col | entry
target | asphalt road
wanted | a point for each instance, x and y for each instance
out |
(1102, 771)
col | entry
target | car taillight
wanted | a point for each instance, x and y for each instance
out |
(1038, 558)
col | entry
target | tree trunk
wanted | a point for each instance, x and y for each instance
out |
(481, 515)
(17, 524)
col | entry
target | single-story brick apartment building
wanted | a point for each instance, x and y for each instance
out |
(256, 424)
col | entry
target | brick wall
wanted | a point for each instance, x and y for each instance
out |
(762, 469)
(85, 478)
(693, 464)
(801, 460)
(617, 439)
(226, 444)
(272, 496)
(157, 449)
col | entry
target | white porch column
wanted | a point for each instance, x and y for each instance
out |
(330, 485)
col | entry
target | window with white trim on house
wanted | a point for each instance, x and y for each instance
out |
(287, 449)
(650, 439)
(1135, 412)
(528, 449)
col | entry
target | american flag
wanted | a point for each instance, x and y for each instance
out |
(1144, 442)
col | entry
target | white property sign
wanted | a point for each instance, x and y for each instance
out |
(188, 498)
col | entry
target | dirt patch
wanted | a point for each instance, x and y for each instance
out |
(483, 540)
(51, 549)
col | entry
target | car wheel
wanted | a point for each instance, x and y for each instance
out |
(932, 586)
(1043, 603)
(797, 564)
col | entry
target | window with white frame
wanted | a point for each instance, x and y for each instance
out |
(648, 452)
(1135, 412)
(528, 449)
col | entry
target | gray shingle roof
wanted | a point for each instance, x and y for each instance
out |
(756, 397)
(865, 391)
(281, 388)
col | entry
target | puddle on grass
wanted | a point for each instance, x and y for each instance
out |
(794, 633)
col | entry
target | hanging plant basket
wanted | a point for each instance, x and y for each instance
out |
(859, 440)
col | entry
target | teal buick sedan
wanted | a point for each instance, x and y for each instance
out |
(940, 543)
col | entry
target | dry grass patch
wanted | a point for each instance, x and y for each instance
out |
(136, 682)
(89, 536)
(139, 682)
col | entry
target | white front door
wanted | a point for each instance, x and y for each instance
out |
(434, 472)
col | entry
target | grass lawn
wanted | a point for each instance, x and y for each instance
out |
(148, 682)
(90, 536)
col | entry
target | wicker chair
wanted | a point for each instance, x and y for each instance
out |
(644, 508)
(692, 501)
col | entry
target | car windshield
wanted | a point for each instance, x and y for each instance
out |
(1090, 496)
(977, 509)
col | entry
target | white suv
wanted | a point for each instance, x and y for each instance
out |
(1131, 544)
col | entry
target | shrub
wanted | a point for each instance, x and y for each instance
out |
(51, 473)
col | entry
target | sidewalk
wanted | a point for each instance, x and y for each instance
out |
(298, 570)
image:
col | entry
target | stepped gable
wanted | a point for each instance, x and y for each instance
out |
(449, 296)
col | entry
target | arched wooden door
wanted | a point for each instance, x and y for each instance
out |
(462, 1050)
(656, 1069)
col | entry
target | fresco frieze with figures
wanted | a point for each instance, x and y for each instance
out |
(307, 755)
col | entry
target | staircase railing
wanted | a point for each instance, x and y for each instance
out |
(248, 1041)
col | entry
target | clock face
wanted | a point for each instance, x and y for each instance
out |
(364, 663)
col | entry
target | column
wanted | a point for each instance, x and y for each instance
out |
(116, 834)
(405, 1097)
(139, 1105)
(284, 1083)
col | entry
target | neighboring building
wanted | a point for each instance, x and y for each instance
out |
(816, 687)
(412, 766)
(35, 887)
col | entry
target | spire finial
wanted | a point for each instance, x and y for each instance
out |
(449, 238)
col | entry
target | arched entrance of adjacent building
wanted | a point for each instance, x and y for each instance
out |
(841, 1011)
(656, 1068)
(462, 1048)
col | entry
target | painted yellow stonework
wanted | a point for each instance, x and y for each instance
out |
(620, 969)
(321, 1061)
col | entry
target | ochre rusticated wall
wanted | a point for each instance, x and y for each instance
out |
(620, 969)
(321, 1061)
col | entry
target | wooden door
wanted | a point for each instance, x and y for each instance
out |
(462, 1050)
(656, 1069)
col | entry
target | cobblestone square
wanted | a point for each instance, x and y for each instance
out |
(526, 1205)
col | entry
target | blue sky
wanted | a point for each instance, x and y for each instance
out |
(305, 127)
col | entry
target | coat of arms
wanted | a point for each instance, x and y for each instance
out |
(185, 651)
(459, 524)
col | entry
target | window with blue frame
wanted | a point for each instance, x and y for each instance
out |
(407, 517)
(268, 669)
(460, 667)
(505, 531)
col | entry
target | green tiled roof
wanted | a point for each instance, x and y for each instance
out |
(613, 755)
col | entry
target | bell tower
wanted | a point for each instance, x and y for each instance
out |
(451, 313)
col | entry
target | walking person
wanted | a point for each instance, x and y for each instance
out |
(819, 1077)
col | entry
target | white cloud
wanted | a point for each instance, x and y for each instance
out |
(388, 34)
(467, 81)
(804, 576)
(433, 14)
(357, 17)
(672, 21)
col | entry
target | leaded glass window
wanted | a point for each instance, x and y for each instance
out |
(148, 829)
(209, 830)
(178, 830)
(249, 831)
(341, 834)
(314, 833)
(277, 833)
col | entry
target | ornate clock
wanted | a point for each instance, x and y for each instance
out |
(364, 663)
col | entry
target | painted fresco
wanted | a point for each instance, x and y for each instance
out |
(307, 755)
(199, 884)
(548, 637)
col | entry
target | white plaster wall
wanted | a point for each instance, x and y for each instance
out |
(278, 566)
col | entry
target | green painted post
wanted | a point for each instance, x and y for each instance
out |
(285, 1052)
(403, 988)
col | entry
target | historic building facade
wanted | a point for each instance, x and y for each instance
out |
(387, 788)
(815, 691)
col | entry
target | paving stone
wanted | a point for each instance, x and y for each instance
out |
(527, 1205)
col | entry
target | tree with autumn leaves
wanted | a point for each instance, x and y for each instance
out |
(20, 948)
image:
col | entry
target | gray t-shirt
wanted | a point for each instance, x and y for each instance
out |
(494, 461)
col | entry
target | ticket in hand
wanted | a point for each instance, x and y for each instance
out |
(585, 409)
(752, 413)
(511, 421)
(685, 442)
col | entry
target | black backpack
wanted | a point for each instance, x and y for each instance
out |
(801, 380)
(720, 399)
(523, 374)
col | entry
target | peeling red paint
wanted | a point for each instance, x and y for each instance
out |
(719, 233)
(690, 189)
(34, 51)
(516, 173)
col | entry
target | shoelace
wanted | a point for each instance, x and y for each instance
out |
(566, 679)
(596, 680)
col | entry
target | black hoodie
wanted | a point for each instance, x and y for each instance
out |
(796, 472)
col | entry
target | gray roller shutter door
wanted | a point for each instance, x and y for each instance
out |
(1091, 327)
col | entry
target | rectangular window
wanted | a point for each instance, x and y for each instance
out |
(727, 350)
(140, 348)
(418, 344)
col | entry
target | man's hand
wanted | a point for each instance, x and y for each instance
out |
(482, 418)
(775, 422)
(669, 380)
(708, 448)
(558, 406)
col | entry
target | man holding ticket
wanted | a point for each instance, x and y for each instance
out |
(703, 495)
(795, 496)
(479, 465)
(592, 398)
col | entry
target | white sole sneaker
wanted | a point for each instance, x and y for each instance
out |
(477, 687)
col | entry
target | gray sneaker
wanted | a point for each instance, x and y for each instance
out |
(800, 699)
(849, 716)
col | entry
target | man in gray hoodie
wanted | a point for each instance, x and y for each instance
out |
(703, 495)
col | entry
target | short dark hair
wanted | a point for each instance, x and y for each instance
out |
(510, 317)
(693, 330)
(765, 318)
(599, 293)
#####
_Goal of the exercise:_ All the entries above need to be reproduced exactly.

_Exercise result:_
col | entry
target | asphalt road
wanted | a point for each instance, x and y for each instance
out |
(1102, 771)
col | entry
target | car taillight
wanted | a point for each instance, x and y for each instance
out |
(1038, 558)
col | entry
target | tree trunk
wanted | a point for each instance, x and y for each instance
out |
(481, 515)
(17, 524)
col | entry
target | single-story brick apartment building
wanted | a point for each instance, x and y for each instance
out |
(256, 424)
col | entry
target | brick wall
wanted | a point for each instance, x and y for each instance
out |
(762, 469)
(85, 478)
(693, 464)
(801, 460)
(617, 439)
(226, 444)
(272, 496)
(157, 449)
col | entry
target | white porch column
wanted | a point for each instance, x and y for each instance
out |
(330, 485)
col | entry
target | window with white trim on house
wanted | a point for each instance, x and y for each instance
out |
(287, 449)
(650, 439)
(1135, 412)
(528, 449)
col | entry
target | american flag
wanted | a point for each instance, x and y for each instance
out |
(1144, 442)
col | entry
target | white property sign
wanted | a point for each instance, x and y for each instance
out |
(188, 498)
col | entry
target | dirt patch
wanted | a point for each instance, x and y for each instance
out |
(483, 540)
(51, 549)
col | entry
target | car wheel
wanted | a point for each instance, x and y for each instance
out |
(932, 586)
(1043, 603)
(797, 564)
col | entry
target | window with white frame
wanted | a point for each instance, x and y for each instance
out |
(648, 452)
(1135, 412)
(528, 449)
col | entry
target | gray shingle roof
wanted | a point for each instance, x and y for each instance
out |
(756, 397)
(865, 391)
(281, 388)
col | entry
target | puddle on grass
wanted | a point for each instance, x and y for each instance
out |
(794, 633)
col | entry
target | hanging plant basket
wanted | a point for each instance, x and y for each instance
out |
(859, 440)
col | entry
target | teal buick sedan
wanted | a point for each instance, x and y for each instance
out |
(940, 543)
col | entry
target | dry grass patch
wanted | a point for each instance, x and y for each instance
out |
(136, 682)
(89, 536)
(139, 682)
col | entry
target | white front door
wanted | a point for each instance, x and y for each instance
out |
(434, 472)
col | entry
target | grass lawn
wanted | a point for each instance, x and y for each instance
out |
(148, 682)
(90, 536)
col | entry
target | wicker chair
wanted | a point for each instance, x and y for each instance
out |
(644, 508)
(692, 501)
col | entry
target | car windshield
wanted | a point for each instance, x and y for each instance
out |
(1090, 496)
(977, 509)
col | entry
target | white suv
wanted | a point for each instance, x and y for each instance
out |
(1131, 544)
col | entry
target | shrub
wanted | a point for each instance, x and y for each instance
out |
(51, 473)
col | entry
target | sidewalk
wanted | a point for each instance, x and y for each instance
out |
(298, 570)
image:
col | entry
target | stepped gable
wanted | a point for each instance, x and y for each instance
out |
(449, 296)
col | entry
target | arched wooden door
wanted | a point for each instance, x and y for each instance
out |
(462, 1050)
(656, 1069)
col | entry
target | fresco frieze with figures
wanted | a point for each instance, x and y for each instance
out |
(307, 755)
col | entry
target | staircase railing
wanted | a point for each instance, x and y for each instance
out |
(248, 1041)
col | entry
target | clock face
wanted | a point for each instance, x and y for each instance
out |
(364, 663)
col | entry
target | column
wanted | a point for each instance, x and y for each instance
out |
(116, 834)
(405, 1097)
(139, 1105)
(284, 1083)
col | entry
target | neighboring building
wanted | a point for each instance, x and y for each instance
out |
(816, 687)
(412, 766)
(35, 887)
col | entry
target | spire finial
wanted | a point for each instance, x and y for each instance
out |
(449, 238)
col | entry
target | arched entrance of adjacent building
wanted | a point for each instance, x and y for each instance
out |
(841, 1011)
(656, 1068)
(462, 1048)
col | entry
target | painted yellow stonework
wanted | a point for each instance, x and y for each instance
out |
(620, 969)
(321, 1061)
col | entry
target | ochre rusticated wall
wanted | a point for each instance, x and y for each instance
out |
(620, 969)
(321, 1061)
col | entry
target | wooden door
wanted | a point for each instance, x and y for each instance
out |
(462, 1050)
(656, 1069)
col | entry
target | cobblestone square
wanted | a point for each instance, x and y for each instance
out |
(526, 1205)
col | entry
target | blue sky
wanted | a point for each instance, x and y for each instance
out |
(305, 127)
col | entry
target | coat of arms
wanted | a point for each instance, x and y for each instance
out |
(185, 651)
(459, 524)
col | entry
target | window with blue frame
wanted | a point for each instance, x and y for each instance
out |
(407, 517)
(268, 669)
(460, 667)
(505, 531)
col | entry
target | green tiled roof
wanted | a point for each instance, x and y for each instance
out |
(613, 755)
col | entry
target | bell tower
wanted | a point for each instance, x and y for each instance
out |
(451, 313)
col | entry
target | walking person
wanted | a point for each instance, x and y for each instance
out |
(819, 1077)
col | entry
target | white cloud
wanted | a point for each instance, x and y for each instance
out |
(388, 34)
(467, 81)
(804, 576)
(433, 14)
(357, 17)
(672, 21)
col | entry
target | leaded glass window
wanted | a point for each instance, x and y for each instance
out |
(148, 829)
(209, 830)
(178, 830)
(249, 831)
(341, 834)
(314, 833)
(277, 833)
col | entry
target | ornate clock
wanted | a point for each instance, x and y for each instance
out |
(364, 663)
col | entry
target | painted fresco
wanted | a point for each instance, x and y for each instance
out |
(307, 755)
(199, 884)
(548, 637)
col | entry
target | white plaster wall
wanted | a point for each instance, x and y for each instance
out |
(278, 566)
col | entry
target | green painted post
wanted | a point for each instance, x and y for each instance
out |
(285, 1052)
(403, 988)
col | entry
target | historic building facade
wanted | a point for each instance, x and y for each instance
out |
(387, 788)
(815, 691)
col | entry
target | paving stone
wanted | a point for each instance, x and y for each instance
out |
(527, 1205)
col | entry
target | tree with autumn leaves
wanted | a point for each instance, x and y for each instance
out |
(20, 948)
image:
col | entry
target | gray t-shirt
wanted | a point for each instance, x and y for each instance
out |
(494, 461)
col | entry
target | ticket in hand
wanted | a point for each instance, x and y for each instance
out |
(585, 409)
(752, 413)
(511, 421)
(685, 442)
col | entry
target | black backpack
wanted | a point for each instance, x and y for each instance
out |
(801, 380)
(720, 399)
(523, 374)
col | entry
target | peeling red paint
wanted | a point for each instance, x and y for each instance
out |
(719, 233)
(690, 189)
(34, 51)
(516, 173)
col | entry
target | shoelace
wanted | a point for each instance, x and y for each instance
out |
(566, 679)
(596, 680)
col | entry
target | black hoodie
wanted | a point for each instance, x and y for each instance
out |
(796, 472)
col | entry
target | gray roller shutter door
wanted | a point for each instance, x and y for each instance
out |
(1091, 327)
col | entry
target | rectangular window
wanted | a point for each instance, x and y for each instance
out |
(727, 350)
(140, 348)
(418, 344)
col | entry
target | man's hand
wanted | a point for each instance, x and y for each instance
out |
(482, 418)
(775, 422)
(669, 380)
(708, 448)
(558, 406)
col | entry
target | man holding ticket
wanted | a point for each instance, x and y for each instance
out |
(703, 495)
(795, 496)
(479, 465)
(592, 398)
col | entry
target | white sole sneaker
wanted | a point for each instance, x and y for each instance
out |
(477, 687)
col | entry
target | gray sneaker
wanted | a point for each instance, x and y for each instance
out |
(800, 699)
(849, 716)
col | entry
target | man in gray hoodie
wanted | a point for each instance, x and y for each instance
out |
(703, 495)
col | entry
target | short dark hair
wanted | a point for each instance, x and y for each instance
out |
(510, 317)
(693, 330)
(765, 318)
(599, 293)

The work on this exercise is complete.